- [Task to carry out] Without the pictures, set down every record below exactly as it reads.

- [The records]
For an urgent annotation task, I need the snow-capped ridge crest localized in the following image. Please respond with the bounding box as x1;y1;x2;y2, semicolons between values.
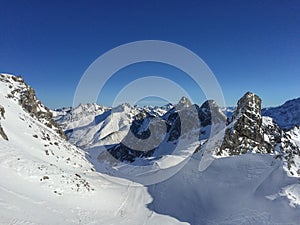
262;97;300;130
0;73;66;139
0;73;96;198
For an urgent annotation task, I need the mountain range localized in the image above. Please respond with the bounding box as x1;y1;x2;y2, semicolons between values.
1;73;300;225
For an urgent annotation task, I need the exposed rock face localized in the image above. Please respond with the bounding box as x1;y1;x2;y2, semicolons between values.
0;125;8;141
198;100;227;127
218;92;276;155
164;96;195;141
168;100;226;142
51;88;300;177
167;104;200;142
0;105;8;141
279;126;300;176
106;97;228;162
108;143;155;163
0;74;66;139
215;92;300;176
107;110;167;162
0;105;4;119
106;97;195;162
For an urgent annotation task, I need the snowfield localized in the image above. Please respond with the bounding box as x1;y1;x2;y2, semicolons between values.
1;73;300;225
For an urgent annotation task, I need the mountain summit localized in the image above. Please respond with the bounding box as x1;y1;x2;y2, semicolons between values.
216;92;300;177
176;96;192;110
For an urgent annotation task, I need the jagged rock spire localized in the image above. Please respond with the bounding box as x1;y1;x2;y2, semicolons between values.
217;92;272;155
231;91;262;123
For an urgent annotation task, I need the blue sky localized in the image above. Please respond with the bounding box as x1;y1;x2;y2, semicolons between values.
0;0;299;108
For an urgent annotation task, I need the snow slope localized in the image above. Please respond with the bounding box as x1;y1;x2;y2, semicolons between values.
148;153;300;225
0;74;185;225
89;143;300;225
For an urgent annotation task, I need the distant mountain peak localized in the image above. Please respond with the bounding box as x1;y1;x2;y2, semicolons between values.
176;96;192;110
262;97;300;129
199;100;226;127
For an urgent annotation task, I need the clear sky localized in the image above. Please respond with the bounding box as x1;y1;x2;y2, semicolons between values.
1;0;299;108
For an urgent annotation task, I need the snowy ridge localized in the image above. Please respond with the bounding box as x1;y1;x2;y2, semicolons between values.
262;97;300;129
0;74;66;139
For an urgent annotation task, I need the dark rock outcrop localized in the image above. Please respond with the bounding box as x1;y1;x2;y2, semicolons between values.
0;105;4;119
107;111;165;162
0;105;8;141
216;92;300;176
198;100;227;127
167;104;200;142
0;75;66;139
217;92;275;155
107;96;228;162
108;143;155;163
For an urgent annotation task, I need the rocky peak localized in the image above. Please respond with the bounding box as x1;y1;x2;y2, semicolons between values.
176;96;192;110
209;92;300;176
231;92;262;123
198;100;227;127
217;92;271;155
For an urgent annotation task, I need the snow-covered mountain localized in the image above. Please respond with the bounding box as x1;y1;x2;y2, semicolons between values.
262;97;300;129
0;74;184;225
55;92;300;175
55;96;227;165
53;91;300;184
54;92;300;224
2;73;300;225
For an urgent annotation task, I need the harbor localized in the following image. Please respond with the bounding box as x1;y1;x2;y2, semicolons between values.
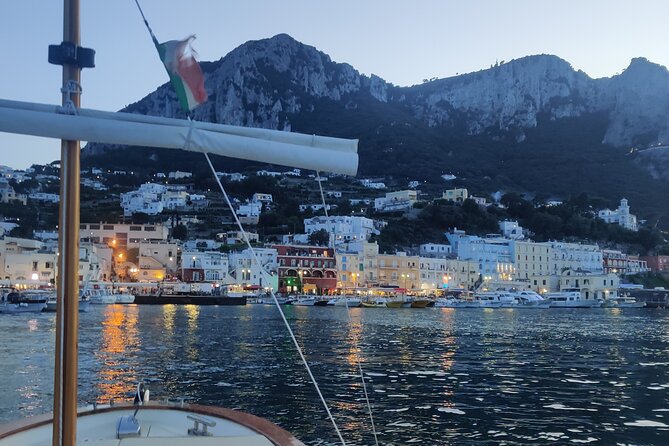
0;305;667;445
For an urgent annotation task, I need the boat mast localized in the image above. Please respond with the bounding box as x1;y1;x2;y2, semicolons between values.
53;0;82;444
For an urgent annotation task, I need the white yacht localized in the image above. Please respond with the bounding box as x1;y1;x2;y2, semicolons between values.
543;289;602;308
327;296;362;307
512;290;551;308
293;296;316;306
471;292;503;308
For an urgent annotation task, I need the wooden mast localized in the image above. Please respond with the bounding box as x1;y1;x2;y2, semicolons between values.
53;0;81;445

- [Result of the task]
For an urgent annotation task, I need the snow-capped ridge crest localized in the following image. Please respond with the bounding box as x1;y1;x2;y2, semicolons between values.
262;97;300;130
0;73;66;139
0;73;96;198
For an urgent annotation task, I need the mountain range localized in the image above. Please respond with the bounding box as x1;y1;x2;y2, semicolons between values.
1;73;300;225
For an urgent annotation task, I need the exposed rock face localized in the image above. Please respond with the bounding box as x1;y1;x2;y2, semicolons between values.
0;125;8;141
198;100;227;127
218;92;276;155
164;96;195;141
168;100;226;142
51;88;300;177
167;104;200;142
0;105;8;141
279;126;300;176
106;97;228;162
108;143;155;163
0;74;66;139
215;92;300;176
107;110;167;162
0;105;4;119
106;97;195;162
For an urgent annotation task, I need the snowfield localized in the image above. Please respond with the bounding box as x1;y1;x2;y2, semicolons between values.
1;73;300;225
For an urgent annotation task, I need the mountain summit localized in the image above. Please respond with the bounding box as x1;y1;x2;y2, semicolons between values.
216;92;300;177
176;96;192;110
For an urgent annotation task, I need the jagged rock spire localized in the image above. Please respond with the bounding box as x1;y1;x2;y2, semicolons between values.
217;92;272;155
231;91;262;123
For an urgent annotation task, I need the blue sky localized in the image above. Please respond with the bounding box as x1;y1;x2;y2, semicolons between values.
0;0;299;108
For an urgent annotation task, I need the snow slope localized in the image above. Please respond with the bounding box as x1;y1;x2;y2, semicolons between values.
148;153;300;225
0;74;185;225
89;143;300;225
For an urgent annotation task, I need the distant mountain peak localized in the image above. Please respond with the bounding box as x1;y1;x2;y2, semicolons between values.
176;96;192;110
262;97;300;129
199;100;226;127
For an urgent annotation task, I need the clear sky localized in the image above. Please respond with the bounding box as x1;y1;x2;y2, semicolons between values.
1;0;299;108
For an urgent annotation task, I need the snowy ridge localized in the image above. Please respond with the bounding box as x1;y1;x2;y2, semicolons between values.
262;97;300;129
0;74;66;139
For an urgent annotation task, I need the dark rock outcrop localized in the image above. Please respond with the bounding box as x1;y1;x2;y2, semicolons between values.
0;105;4;119
107;111;165;162
0;105;8;141
216;92;300;176
198;100;227;127
167;104;200;142
0;75;66;139
217;92;275;155
107;96;228;162
108;143;155;163
For an urgent annotation task, I need the rocky peak localized in the image above. Please respond with the bounding box as x1;y1;x2;y2, semicolons between values.
176;96;192;110
209;92;300;176
231;92;262;123
198;100;227;127
217;92;271;155
For an urgent annotation task, I need the snow-covered mountain localized in the image above. Please respond with the bounding box as x1;y1;x2;y2, semicolons between values.
262;97;300;129
0;74;184;225
55;92;300;175
55;96;227;165
53;91;300;184
54;92;300;224
2;73;300;225
For an urgent annotation task, I need the harbor localized in the following image. Please respond with the bounding box as x1;y1;x2;y2, semicolons between values.
0;305;667;445
For an urgent annotation task, I need the boat mast localized in the image above. Please respond with the bounding box as x1;y1;x2;y2, semicolons between values.
53;0;82;444
For an urgent annotation task, I need the white yacht localized in the image above. Please respond with the bounding box as x1;y1;x2;y2, semicolons between values.
543;289;602;308
327;296;362;307
512;290;551;308
293;296;316;306
471;292;503;308
For an urgent annotation task, I need the wooden mast localized in the image above. Please respond with the bounding box as x1;y1;x2;y2, semicolons between values.
53;0;81;445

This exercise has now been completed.